- TÂCHE 1
Dans le listing, redonnez toutes les lignes depuis celle qui contient "Mark one point per instance of the duck tail." jusqu'à la fin du listing, ces deux bornes et les consignes comprises. Décalez de -36 chaque coordonnée des réponses, sans toucher aux consignes ni à leurs exemples de format, et laissez les images hors de votre réponse.

- TEXTE DE LA PAGE
- - - - - - -

La première course de véhicules solaires au monde, le Tour de Sol 85, a attiré une multitude d’esprits créatifs, d’aventuriers, d’entrepreneurs, de constructeurs, d’artistes et d’ingénieurs. Avec leurs véhicules, ils ont contribué à la fascination exercée par le Tour de Sol. L’un des principaux représentants de cette époque, le céramiste et entrepreneur de Möhlin Max Horlacher, est décédé cette année à l’âge de 93 ans.
Texte : Urs Muntwyler, organisateur tour de sol 1985-1992 / responsable du programme OFEN P+D « VÉHICULE ÉLECTRIQUE LÉGER » 1992-1998
Lorsque l’idée du Tour de Sol a été lancée à l’automne 1984, Max Horlacher s’était déjà distingué. En 1983, il avait en effet parcouru 600 mètres à Birrfeld avec son avion « Pelargos » de 36 kilos et 26 mètres d’envergure, propulsé par la force musculaire. Seuls quelques spécialistes de la construction légère ont réussi un exploit similaire dans le monde. La station de cigognes de Möhlin et ses cigognes avaient inspiré Max Horlacher en matière de « construction légère et de vol ». Son entreprise de plastique Horlacher AG avait déjà construit en 1983/84 un « human powered vehicle » (HPV), vélo de vitesse, couché et caréné. Horlacher a donc été la première adresse pour le producteur de vélos Kaspar Villiger, qui a commandé deux véhicules dans la catégorie « véhicules solaires avec entraînement supplémentaire » pour le Tour de Sol 85. Horlacher a pu livrer les deux véhicules solaires Villiger, qui ont été l’une des attractions du Tour de Sol 85. Ces deux véhicules ont été le point de départ d’une activité de développement de près de 15 ans de l’entreprise de Max Horlacher dans la construction d’une multitude de véhicules électriques légers et de véhicules solaires. Dès le Tour de Sol suivant, en 1986, toute une flotte de tricycles ovoïdes à toit solaire se trouvait sur la ligne de départ. Le centre écologique de Langenbruck a même fait construire deux tandems sans cellules photovoltaïques (PV) embarquées ; ils tiraient leur énergie solaire de l’installation PV couplée au réseau sur le toit du centre écologique de Langenbruck. Il s’agissait seulement de la troisième installation PV raccordée au réseau en Suisse et de l’une des premières en Europe. Horlacher a également conçu le « Migros Electric Vehicle MEV 1 », un véhicule compact à quatre roues aux lignes épurées qui a remporté le Tour de Sol 86 dans la catégorie « véhicules de série ». Lors du Tour de Sol 87, ces « véhicules solaires connectés au réseau » constituaient une nouvelle catégorie à part entière. Max Horlacher a fait installer une installation photovoltaïque de 3 kWp sur le toit de son usine. Grâce à l’électricité solaire produite sur le toit de l’usine, cinq de ses nouveaux « œufs » Horlacher ont pu participer au Tour de Sol 87 de Bienne à Arosa. C’est l’ancien pilote de Formule 1 Marc Surer qui a remporté cette catégorie dans un « œuf » Horlacher.

- - - - - - -

- LIGNES ENREGISTRÉES

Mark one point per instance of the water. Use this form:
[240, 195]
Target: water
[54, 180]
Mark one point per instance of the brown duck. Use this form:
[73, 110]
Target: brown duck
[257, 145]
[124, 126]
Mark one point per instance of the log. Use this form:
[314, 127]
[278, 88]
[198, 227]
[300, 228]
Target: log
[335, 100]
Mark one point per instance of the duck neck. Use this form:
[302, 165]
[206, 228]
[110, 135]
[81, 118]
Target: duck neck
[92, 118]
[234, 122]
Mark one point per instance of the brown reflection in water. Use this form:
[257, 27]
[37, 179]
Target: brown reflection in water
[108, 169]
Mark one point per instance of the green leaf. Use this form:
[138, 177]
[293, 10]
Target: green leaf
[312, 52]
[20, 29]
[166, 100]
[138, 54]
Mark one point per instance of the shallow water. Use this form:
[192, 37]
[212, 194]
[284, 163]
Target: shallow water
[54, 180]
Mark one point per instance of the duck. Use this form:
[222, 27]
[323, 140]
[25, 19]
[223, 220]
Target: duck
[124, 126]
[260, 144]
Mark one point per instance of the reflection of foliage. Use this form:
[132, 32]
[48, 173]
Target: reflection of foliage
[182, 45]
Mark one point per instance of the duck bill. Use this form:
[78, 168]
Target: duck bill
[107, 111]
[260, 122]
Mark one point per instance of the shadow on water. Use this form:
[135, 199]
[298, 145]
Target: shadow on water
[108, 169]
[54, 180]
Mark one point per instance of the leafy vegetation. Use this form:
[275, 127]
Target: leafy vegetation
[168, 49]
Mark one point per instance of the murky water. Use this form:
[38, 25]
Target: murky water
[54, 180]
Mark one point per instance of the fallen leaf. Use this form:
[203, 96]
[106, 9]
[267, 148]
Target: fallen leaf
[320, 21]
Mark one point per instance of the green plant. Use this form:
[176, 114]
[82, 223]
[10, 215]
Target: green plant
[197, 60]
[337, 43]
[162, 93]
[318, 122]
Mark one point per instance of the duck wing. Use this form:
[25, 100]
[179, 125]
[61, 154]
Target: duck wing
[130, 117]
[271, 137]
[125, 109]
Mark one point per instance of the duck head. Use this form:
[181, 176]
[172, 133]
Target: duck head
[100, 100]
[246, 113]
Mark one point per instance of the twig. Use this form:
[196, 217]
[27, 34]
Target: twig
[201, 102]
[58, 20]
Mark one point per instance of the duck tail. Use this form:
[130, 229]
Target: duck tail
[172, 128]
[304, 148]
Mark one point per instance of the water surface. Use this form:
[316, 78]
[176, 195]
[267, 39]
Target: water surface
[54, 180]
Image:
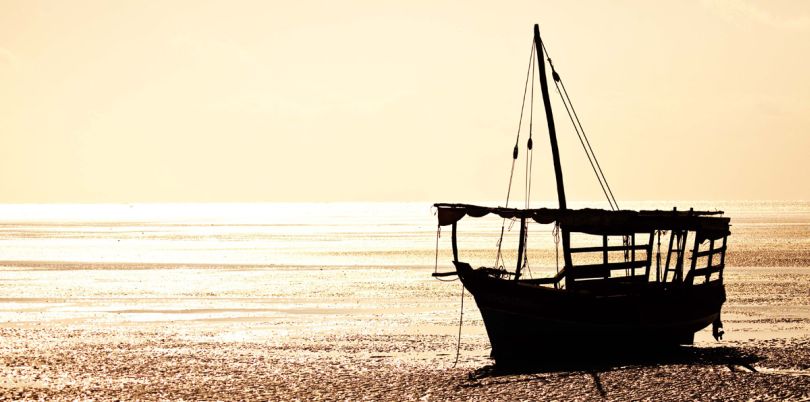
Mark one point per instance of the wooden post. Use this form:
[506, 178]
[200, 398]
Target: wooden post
[633, 252]
[722, 260]
[604, 255]
[521, 243]
[649, 256]
[669, 253]
[555, 152]
[453, 241]
[691, 274]
[709, 262]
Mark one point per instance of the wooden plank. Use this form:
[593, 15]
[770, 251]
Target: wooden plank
[723, 257]
[454, 243]
[705, 253]
[609, 248]
[601, 270]
[708, 270]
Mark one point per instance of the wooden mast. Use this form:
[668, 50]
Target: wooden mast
[555, 152]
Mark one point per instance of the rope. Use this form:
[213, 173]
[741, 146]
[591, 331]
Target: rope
[555, 232]
[460, 321]
[583, 138]
[436, 261]
[498, 256]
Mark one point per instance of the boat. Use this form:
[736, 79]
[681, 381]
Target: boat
[615, 291]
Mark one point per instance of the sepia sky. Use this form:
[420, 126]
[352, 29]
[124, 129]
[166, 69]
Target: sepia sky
[215, 101]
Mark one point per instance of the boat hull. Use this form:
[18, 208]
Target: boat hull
[523, 319]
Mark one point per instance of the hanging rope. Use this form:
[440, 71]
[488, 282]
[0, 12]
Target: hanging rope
[498, 256]
[460, 321]
[555, 232]
[583, 138]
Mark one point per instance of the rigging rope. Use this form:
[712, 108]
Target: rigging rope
[583, 138]
[498, 256]
[460, 321]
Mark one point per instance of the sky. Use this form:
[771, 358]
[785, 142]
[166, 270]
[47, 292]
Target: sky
[321, 101]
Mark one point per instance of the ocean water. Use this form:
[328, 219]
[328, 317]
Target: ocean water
[280, 270]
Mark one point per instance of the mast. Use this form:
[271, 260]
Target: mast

- - - - - - -

- TÂCHE 2
Modifiez le passage du texte sur le Tour de Sol qui s'ouvre sur les mots contenant "La première course" et se termine par "l’âge de 93 ans.", puis redonnez-le en remplaçant "céramiste" par "potier".

- SORTIE COMPLÈTE 1
Mark one point per instance of the duck tail. Use this form:
[130, 229]
Target: duck tail
[136, 92]
[268, 112]
Mark one point per instance of the water surface. Use this form:
[316, 78]
[176, 195]
[267, 39]
Target: water surface
[18, 144]
Image:
Mark one point per instance of the wooden post. Use this form:
[506, 178]
[200, 398]
Target: wooden post
[597, 216]
[686, 224]
[568, 219]
[485, 207]
[613, 220]
[633, 217]
[519, 116]
[417, 205]
[655, 238]
[673, 226]
Mark one point per instance of the wooden plank. Use this form:
[593, 15]
[770, 251]
Target: wooden plank
[687, 221]
[418, 207]
[669, 217]
[573, 212]
[565, 234]
[672, 234]
Mark one point per instance of the wooden mast. Use this form:
[668, 50]
Target: wooden mast
[519, 116]
Mark one point per instance of the rope. Use this form:
[213, 173]
[741, 146]
[591, 331]
Target: rope
[519, 196]
[424, 285]
[547, 102]
[400, 225]
[462, 220]
Mark one point per instance of the boat. Use this form:
[736, 79]
[681, 381]
Target: boat
[579, 255]
Mark one point per instance of the sepia sky. Use this form:
[420, 126]
[352, 29]
[124, 129]
[166, 69]
Target: sepia sky
[179, 65]
Mark one point per instance of the boat hull. Use this form:
[18, 208]
Target: boat hull
[487, 283]
Mark one point per instance of the hanging rope. Use this form:
[440, 71]
[488, 282]
[0, 12]
Target: hanging rope
[462, 220]
[424, 285]
[519, 196]
[547, 102]
Mark one point per instance of the rigging rope. Use this form:
[712, 108]
Target: rigging rope
[547, 102]
[462, 220]
[424, 285]
Mark one point per instance of the sky. Use this form:
[771, 358]
[785, 142]
[166, 270]
[47, 292]
Target: sky
[285, 65]
Mark one point per instance of the ocean water. Use this form:
[328, 219]
[328, 317]
Target: ocean water
[244, 234]
Mark one point per instance of the mast. Use this form:
[271, 260]
Target: mast

- SORTIE COMPLÈTE 2
La première course de véhicules solaires au monde, le Tour de Sol 85, a attiré une multitude d’esprits créatifs, d’aventuriers, d’entrepreneurs, de constructeurs, d’artistes et d’ingénieurs. Avec leurs véhicules, ils ont contribué à la fascination exercée par le Tour de Sol. L’un des principaux représentants de cette époque, le potier et entrepreneur de Möhlin Max Horlacher, est décédé cette année à l’âge de 93 ans.